### Description of the task:
Exactly as written, retype the listing below, omitting the pictures.

### Material to process:
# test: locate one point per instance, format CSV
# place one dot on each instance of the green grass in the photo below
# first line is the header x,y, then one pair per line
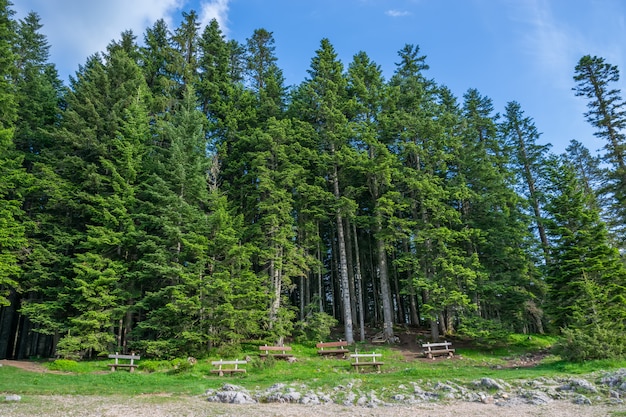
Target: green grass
x,y
94,377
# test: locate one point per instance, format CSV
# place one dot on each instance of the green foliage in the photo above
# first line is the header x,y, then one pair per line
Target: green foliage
x,y
65,365
484,332
315,327
180,366
157,349
592,343
229,350
152,365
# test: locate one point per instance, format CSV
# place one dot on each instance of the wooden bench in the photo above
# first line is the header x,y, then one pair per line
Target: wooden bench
x,y
373,362
436,349
278,352
131,366
333,348
228,367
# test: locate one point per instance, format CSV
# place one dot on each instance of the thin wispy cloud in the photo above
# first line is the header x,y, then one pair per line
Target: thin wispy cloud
x,y
215,9
549,44
397,13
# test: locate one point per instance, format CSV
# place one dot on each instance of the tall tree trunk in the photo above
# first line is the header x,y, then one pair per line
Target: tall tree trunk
x,y
350,256
343,263
534,199
359,285
385,291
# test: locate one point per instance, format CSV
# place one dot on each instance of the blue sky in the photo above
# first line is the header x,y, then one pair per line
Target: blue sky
x,y
521,50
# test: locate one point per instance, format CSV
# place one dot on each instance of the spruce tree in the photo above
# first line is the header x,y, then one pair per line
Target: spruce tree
x,y
596,81
527,158
325,103
12,176
586,275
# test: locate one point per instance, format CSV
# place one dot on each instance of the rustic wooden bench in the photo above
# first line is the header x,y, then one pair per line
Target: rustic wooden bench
x,y
440,348
278,352
373,362
228,367
131,366
333,348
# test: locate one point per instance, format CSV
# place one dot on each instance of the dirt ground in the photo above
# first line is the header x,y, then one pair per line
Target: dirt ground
x,y
167,405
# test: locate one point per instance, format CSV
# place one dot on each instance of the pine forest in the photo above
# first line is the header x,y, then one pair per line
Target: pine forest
x,y
176,196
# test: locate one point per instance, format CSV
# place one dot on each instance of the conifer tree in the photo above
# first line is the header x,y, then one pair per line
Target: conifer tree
x,y
528,158
596,81
366,88
325,93
12,176
509,290
586,276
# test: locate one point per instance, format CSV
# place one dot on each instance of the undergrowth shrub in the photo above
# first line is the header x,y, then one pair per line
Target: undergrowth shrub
x,y
577,345
153,366
316,327
229,350
485,332
259,363
64,365
180,366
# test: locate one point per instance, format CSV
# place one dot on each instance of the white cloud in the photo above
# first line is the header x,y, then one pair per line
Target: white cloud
x,y
546,41
216,9
76,29
397,13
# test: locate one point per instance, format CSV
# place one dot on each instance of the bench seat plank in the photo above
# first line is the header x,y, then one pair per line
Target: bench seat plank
x,y
441,348
373,362
324,348
131,366
232,367
281,352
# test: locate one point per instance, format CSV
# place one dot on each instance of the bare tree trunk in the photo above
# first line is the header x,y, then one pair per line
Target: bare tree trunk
x,y
385,291
349,257
359,284
343,264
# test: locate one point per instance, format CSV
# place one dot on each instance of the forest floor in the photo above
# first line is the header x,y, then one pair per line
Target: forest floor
x,y
162,405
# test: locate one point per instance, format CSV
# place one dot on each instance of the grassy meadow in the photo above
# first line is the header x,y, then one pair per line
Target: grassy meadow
x,y
178,377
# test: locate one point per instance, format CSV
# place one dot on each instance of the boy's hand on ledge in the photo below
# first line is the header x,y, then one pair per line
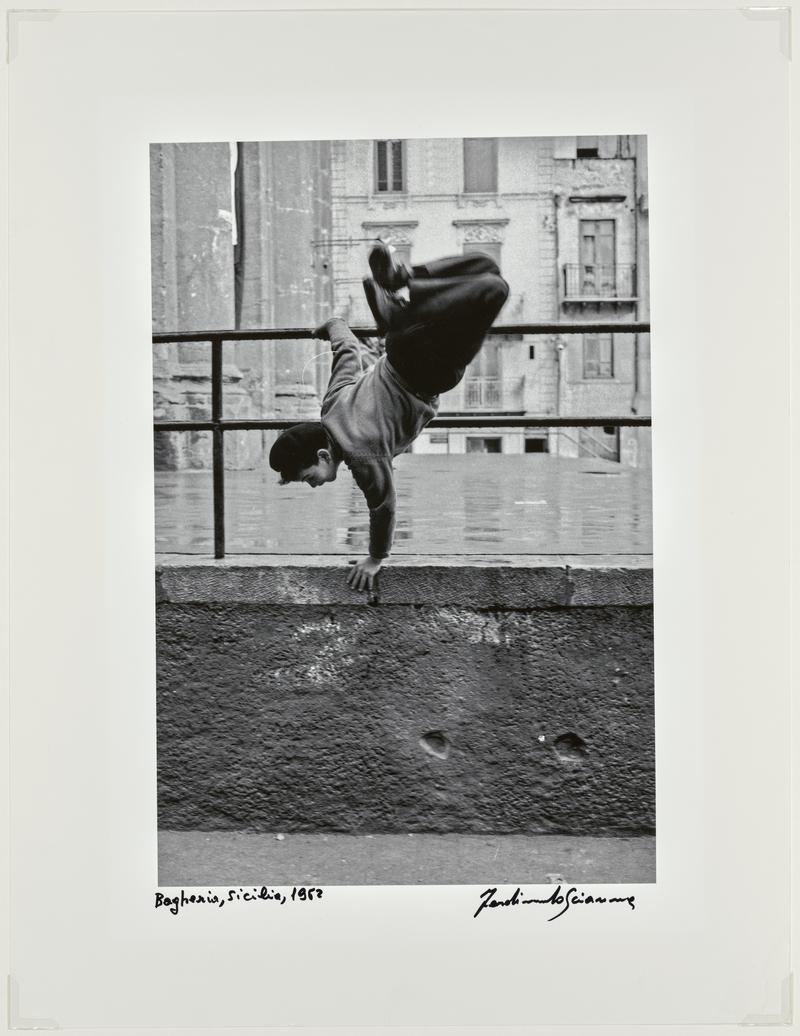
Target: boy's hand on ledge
x,y
363,574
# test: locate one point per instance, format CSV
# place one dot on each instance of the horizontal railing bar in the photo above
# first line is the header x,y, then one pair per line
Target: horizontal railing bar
x,y
451,421
267,334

### Exercise response:
# test: locate one point per instance, format CSV
# place one dot on each instance of the green grass in the photo below
# first line is the header x,y, then one pair per line
Target: green grass
x,y
94,377
# test: locate one point per instance, format CSV
# place one dot on each instance of the green foliage in the photo above
# first line is the header x,y, then one pair per line
Target: green foliage
x,y
65,365
484,332
315,327
180,366
157,349
592,343
229,350
152,365
# test: locate one point per instance, format CSV
# place one dot on each instance of the wooden bench in the photo above
# first line is the header x,y, then one pair per line
Target: wooden bench
x,y
373,362
436,349
278,352
131,366
333,348
228,367
# test: locate one point per instance, format CSV
# place one dot on each instance of the thin wispy cloud in the photo above
# first line is the header x,y, then one pair per line
Target: thin wispy cloud
x,y
215,9
549,44
397,13
# test: locate one point per instance, format CSV
# place one dot on each instance of the tall tree trunk in the photo above
# first line is the header x,y, then one pair per line
Target: tall tree trunk
x,y
350,256
343,263
534,199
359,285
385,291
# test: locate one point per instance, format CSV
# place one dot on each instance of the blue sky in the photo above
# first line is the header x,y, then one pair per line
Target: blue sky
x,y
521,50
# test: locate one point per instance, format CSV
# place one dot on each instance of the spruce tree in the photo above
# first line is the header x,y, then one pair per line
Target: spruce tree
x,y
596,81
527,158
325,103
12,176
586,275
# test: locate one point per instance, format CSV
# place one dot on each instance of the rustic wooden bench in the photo above
# first line is the header x,y, then one pair per line
Target: rustic wooden bench
x,y
440,348
278,352
373,362
228,367
131,366
333,348
# test: locate one point per instance, format CSV
# place one dot on each instance of the dirt ground in the photo above
# first line is the header x,y, then one pair per line
Target: dirt ground
x,y
167,405
# test: locate one point per instance, format CSV
# place one dot on each instance of the pine forest in the photo above
# first line is the header x,y, then one pair per line
Target: pine forest
x,y
176,196
# test: locate one point per instance, format CSV
# place one dot on each instance of the conifer tree in the photo above
# first line is the header x,y, then one pair per line
Target: conifer tree
x,y
528,158
596,81
366,88
325,93
12,176
509,290
586,276
# test: locate one point per instance, format CSV
# place one dot on each instance of the undergrowth shrub in the photo above
# first line is the header x,y, then one pair per line
Target: undergrowth shrub
x,y
577,345
153,366
316,327
229,350
485,332
259,363
64,365
180,366
# test: locate one point per instance, format CSV
# place one dot on each instance of the white cloud in the photo above
# first line is the header x,y, then one pair per line
Target: white cloud
x,y
546,41
216,9
76,29
397,13
# test: locate one point per instance, format CSV
# place one dot on each instance of the bench seat plank in the photo above
# first line is the header x,y, then one pair per line
Target: bench seat plank
x,y
441,348
373,362
324,348
131,366
232,367
281,352
# test: locate one point per instance, format CSV
# place one dot on each instance of the bare tree trunk in the photo above
# first line is the header x,y, then one pair per line
Target: bare tree trunk
x,y
385,291
349,257
359,284
343,264
# test: locate one point per instance, format CSV
# place one dot on each instance of the forest floor in the photo above
# first line is the header x,y, then one pair per line
Target: forest floor
x,y
162,405
# test: locate one point per instance, format CSV
# place one dot on each instance of the grassy meadow in the photo above
# first line is the header x,y, then one pair per line
Target: grassy meadow
x,y
178,377
# test: locate one point per instance, format CSV
# place one dot on each instance of the boy's hand on ledge in the photo below
# first line is the header x,y, then one pair per line
Target: boy's hand on ledge
x,y
363,574
# test: locate one point per instance, format CSV
# place one dot on each instance of the horizontal railing bar in the photo above
# first line is the header x,y, then one pair per line
Target: horizontal railing bar
x,y
451,421
267,334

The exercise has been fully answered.